**Document**
════
Re: [exim] Exim, Dovecot, mdir and hardlinks - a true story

2019-08-14 Thread Nigel Metheringham via Exim-users
Would not taking the quota size of a message as being the file size / 
link count be good enough?


If there are links between users then this will underestimate the size 
of a maildir structure, but in general it would be right.


But it does force a stat() call which the put everything in the name as 
tags was designed to avoid - we used to really want that way back in the 
days of huge numbers of users with NFS mounted mailboxes in late 90's ISPs.


    Nigel.

Andrew C Aitchison via Exim-users wrote on 14/08/2019 16:48:

On Wed, 14 Aug 2019, Jeremy Harris via Exim-users wrote:


On 14/08/2019 12:37, Andrew C Aitchison via Exim-users wrote:

I suspect an option to have a fast but inaccurate quota would be useful
in some circumstances.


We already have maildir_use_size_file; rebuilding isn't needed often.

Do we need a fast/poor quota method for cases where the size-file
cannot be used?


Ah. I had missed that Cyborg is using maildir format (I'm used to mbox).
════
**Supplied entries**
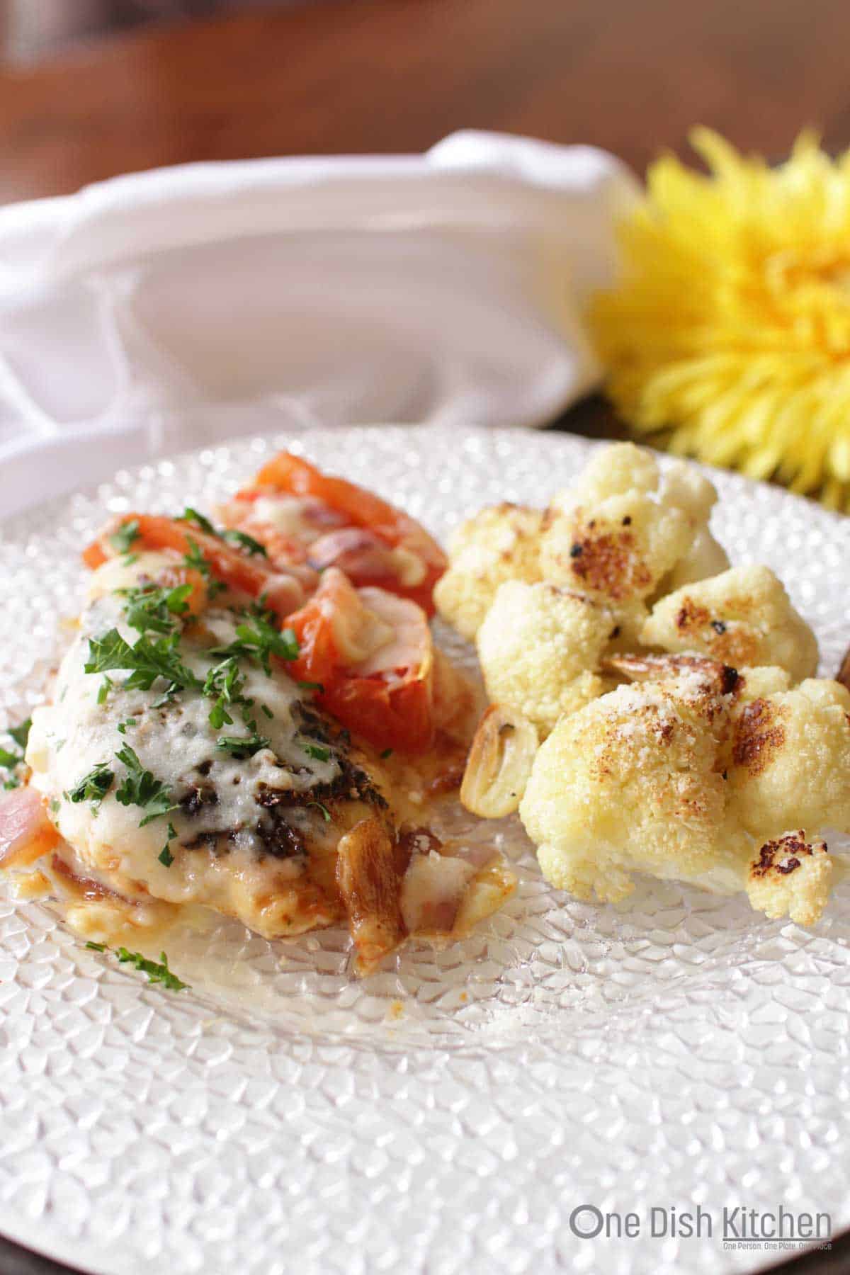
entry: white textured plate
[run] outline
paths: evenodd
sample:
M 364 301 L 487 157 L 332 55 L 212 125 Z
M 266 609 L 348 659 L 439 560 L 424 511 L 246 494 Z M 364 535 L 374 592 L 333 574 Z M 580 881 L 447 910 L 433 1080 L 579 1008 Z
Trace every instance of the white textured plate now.
M 74 615 L 79 548 L 108 513 L 233 491 L 294 446 L 440 534 L 497 500 L 542 504 L 591 444 L 381 427 L 194 453 L 17 518 L 0 537 L 0 720 L 37 703 Z M 850 520 L 716 474 L 715 528 L 847 640 Z M 0 895 L 0 1232 L 92 1271 L 330 1275 L 742 1270 L 724 1206 L 850 1223 L 850 889 L 812 932 L 746 901 L 638 886 L 619 907 L 521 885 L 463 945 L 364 982 L 340 932 L 171 941 L 169 994 Z M 201 968 L 206 965 L 204 983 Z M 589 1204 L 635 1238 L 581 1239 Z M 649 1210 L 714 1218 L 652 1238 Z M 589 1225 L 589 1215 L 581 1219 Z

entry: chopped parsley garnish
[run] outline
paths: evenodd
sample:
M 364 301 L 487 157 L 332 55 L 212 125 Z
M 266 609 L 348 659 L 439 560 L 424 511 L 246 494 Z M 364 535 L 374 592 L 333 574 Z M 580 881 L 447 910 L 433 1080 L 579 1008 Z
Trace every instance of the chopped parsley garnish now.
M 245 674 L 240 671 L 234 655 L 210 668 L 204 682 L 204 695 L 215 699 L 215 704 L 209 711 L 209 724 L 213 729 L 220 731 L 223 725 L 233 725 L 233 718 L 227 711 L 226 705 L 245 704 L 243 686 Z
M 255 541 L 252 536 L 247 534 L 247 532 L 238 532 L 233 528 L 228 528 L 226 532 L 217 532 L 209 518 L 205 518 L 204 514 L 199 514 L 196 509 L 191 507 L 191 505 L 186 505 L 186 509 L 180 515 L 180 521 L 194 523 L 195 527 L 199 527 L 201 532 L 206 532 L 208 536 L 214 536 L 219 541 L 229 541 L 231 544 L 238 544 L 238 547 L 245 550 L 247 553 L 259 553 L 261 557 L 269 556 L 265 551 L 265 544 L 260 544 L 260 542 Z
M 213 532 L 213 534 L 215 533 Z M 227 589 L 227 585 L 224 584 L 223 580 L 213 579 L 212 567 L 206 561 L 206 558 L 204 557 L 200 544 L 198 544 L 198 542 L 194 541 L 190 536 L 186 537 L 186 541 L 189 543 L 189 552 L 184 553 L 184 564 L 187 567 L 191 567 L 192 571 L 200 571 L 206 583 L 208 595 L 210 598 L 214 598 L 217 593 L 222 593 L 224 589 Z
M 184 983 L 168 969 L 168 958 L 164 952 L 159 952 L 159 961 L 148 960 L 141 952 L 131 952 L 126 947 L 119 947 L 115 955 L 121 964 L 130 961 L 138 970 L 147 974 L 149 983 L 162 983 L 169 992 L 182 992 L 185 987 L 189 987 L 189 983 Z
M 268 677 L 271 676 L 271 655 L 292 660 L 298 658 L 298 639 L 292 629 L 277 629 L 268 612 L 256 609 L 246 613 L 246 623 L 237 625 L 236 641 L 215 648 L 217 655 L 250 655 Z
M 246 757 L 252 757 L 255 752 L 260 748 L 269 747 L 269 740 L 264 740 L 263 736 L 252 731 L 251 734 L 219 734 L 215 741 L 215 747 L 220 748 L 222 752 L 229 752 L 232 757 L 237 761 L 245 761 Z
M 11 752 L 10 748 L 0 748 L 0 770 L 8 771 L 8 776 L 3 783 L 3 787 L 6 789 L 18 788 L 20 784 L 20 778 L 17 771 L 24 760 L 31 725 L 32 718 L 27 718 L 27 720 L 20 722 L 19 725 L 9 727 L 8 733 L 11 736 L 18 751 Z
M 125 743 L 115 757 L 116 761 L 124 762 L 127 768 L 127 774 L 121 787 L 116 789 L 115 798 L 122 806 L 140 807 L 144 816 L 139 820 L 139 827 L 144 827 L 152 820 L 177 808 L 171 799 L 168 785 L 145 770 L 129 743 Z
M 261 557 L 269 556 L 266 553 L 265 544 L 260 544 L 260 542 L 255 541 L 252 536 L 247 534 L 247 532 L 237 532 L 234 528 L 231 528 L 227 532 L 222 532 L 222 539 L 229 541 L 232 544 L 238 544 L 240 548 L 246 551 L 246 553 L 259 553 Z
M 175 862 L 175 857 L 171 853 L 171 843 L 172 843 L 172 840 L 175 839 L 176 835 L 177 834 L 175 831 L 175 825 L 169 822 L 168 824 L 168 839 L 166 840 L 166 844 L 161 849 L 159 854 L 157 856 L 157 858 L 159 859 L 159 862 L 162 863 L 162 866 L 166 867 L 166 868 L 169 868 L 171 864 Z
M 98 764 L 92 766 L 89 773 L 83 775 L 80 782 L 70 788 L 65 796 L 74 803 L 80 801 L 99 803 L 108 793 L 113 782 L 115 771 L 110 770 L 106 761 L 98 761 Z
M 133 518 L 129 523 L 122 523 L 117 532 L 110 536 L 110 544 L 113 544 L 119 553 L 129 553 L 130 546 L 139 539 L 139 519 Z
M 209 518 L 206 518 L 205 514 L 199 514 L 191 505 L 186 505 L 177 521 L 194 523 L 195 527 L 200 527 L 201 532 L 206 532 L 208 536 L 218 536 L 218 532 L 210 523 Z
M 178 635 L 152 640 L 139 638 L 130 646 L 117 629 L 110 629 L 102 638 L 89 638 L 87 673 L 106 673 L 115 668 L 131 669 L 124 683 L 127 690 L 149 691 L 158 677 L 168 682 L 169 692 L 182 687 L 201 690 L 203 682 L 186 668 L 177 653 Z
M 126 598 L 124 609 L 131 629 L 140 634 L 171 634 L 180 625 L 180 617 L 189 611 L 186 599 L 192 586 L 178 584 L 173 589 L 163 589 L 155 584 L 143 584 L 117 592 Z

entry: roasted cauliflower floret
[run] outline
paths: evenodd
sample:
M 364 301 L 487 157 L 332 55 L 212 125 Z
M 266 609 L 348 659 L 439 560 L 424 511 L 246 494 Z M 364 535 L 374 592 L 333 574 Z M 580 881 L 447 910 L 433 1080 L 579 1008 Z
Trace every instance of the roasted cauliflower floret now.
M 791 674 L 788 669 L 777 668 L 775 664 L 763 664 L 758 668 L 744 666 L 739 672 L 738 711 L 749 700 L 762 699 L 765 695 L 772 695 L 774 691 L 788 691 L 791 686 Z
M 540 572 L 544 580 L 621 606 L 647 598 L 692 539 L 681 509 L 642 492 L 609 496 L 552 519 L 540 543 Z
M 771 921 L 790 917 L 812 926 L 830 898 L 832 861 L 825 841 L 808 841 L 803 829 L 762 845 L 749 866 L 747 895 Z
M 827 678 L 744 703 L 734 714 L 730 797 L 760 841 L 788 827 L 850 833 L 850 691 Z
M 695 669 L 561 718 L 520 803 L 544 877 L 610 901 L 631 892 L 633 871 L 743 889 L 752 850 L 719 766 L 729 701 Z
M 677 460 L 664 474 L 661 501 L 687 514 L 695 528 L 705 527 L 717 504 L 717 488 L 696 465 Z
M 651 451 L 633 442 L 613 442 L 594 451 L 573 487 L 552 500 L 552 509 L 570 513 L 576 505 L 595 505 L 609 496 L 651 492 L 658 488 L 660 470 Z
M 817 668 L 814 634 L 766 566 L 737 566 L 661 598 L 641 641 L 669 652 L 705 652 L 740 668 L 777 664 L 794 681 Z
M 617 630 L 607 607 L 554 584 L 500 585 L 477 639 L 491 701 L 547 736 L 562 713 L 601 695 L 599 659 Z
M 449 570 L 437 581 L 440 615 L 470 640 L 505 580 L 539 580 L 540 534 L 547 515 L 520 505 L 482 509 L 451 537 Z
M 729 555 L 723 544 L 715 541 L 707 527 L 700 527 L 695 533 L 691 548 L 681 557 L 669 575 L 661 580 L 659 592 L 670 593 L 695 580 L 705 580 L 709 575 L 719 575 L 729 569 Z

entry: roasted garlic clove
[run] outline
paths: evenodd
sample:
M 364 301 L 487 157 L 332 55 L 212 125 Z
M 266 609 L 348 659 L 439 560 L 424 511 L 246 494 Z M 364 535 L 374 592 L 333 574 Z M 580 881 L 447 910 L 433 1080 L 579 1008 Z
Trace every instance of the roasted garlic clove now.
M 473 815 L 502 819 L 520 805 L 538 734 L 531 723 L 512 709 L 493 704 L 480 719 L 469 750 L 460 799 Z

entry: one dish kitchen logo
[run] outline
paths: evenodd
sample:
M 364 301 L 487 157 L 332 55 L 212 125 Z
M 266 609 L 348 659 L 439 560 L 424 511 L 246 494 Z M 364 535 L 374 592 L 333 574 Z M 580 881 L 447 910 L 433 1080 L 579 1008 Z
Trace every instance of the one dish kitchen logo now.
M 794 1213 L 776 1209 L 747 1209 L 744 1205 L 692 1211 L 674 1205 L 654 1205 L 646 1213 L 603 1213 L 594 1204 L 580 1204 L 570 1214 L 570 1230 L 579 1239 L 715 1239 L 725 1248 L 796 1248 L 814 1244 L 830 1248 L 832 1219 L 828 1213 Z

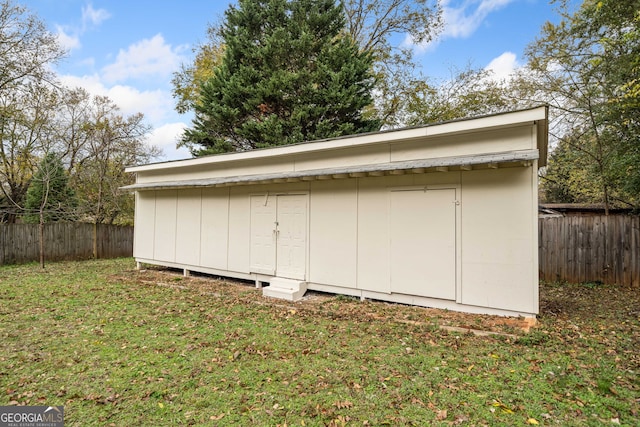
════
**Set exercise**
Please update the stretch of the post from "But it does" through "late 90's ISPs." by writing it out again with "NFS" changed to "SMB". The entries aren't needed for this.

**Answer for the task**
But it does force a stat() call which the put everything in the name as 
tags was designed to avoid - we used to really want that way back in the 
days of huge numbers of users with SMB mounted mailboxes in late 90's ISPs.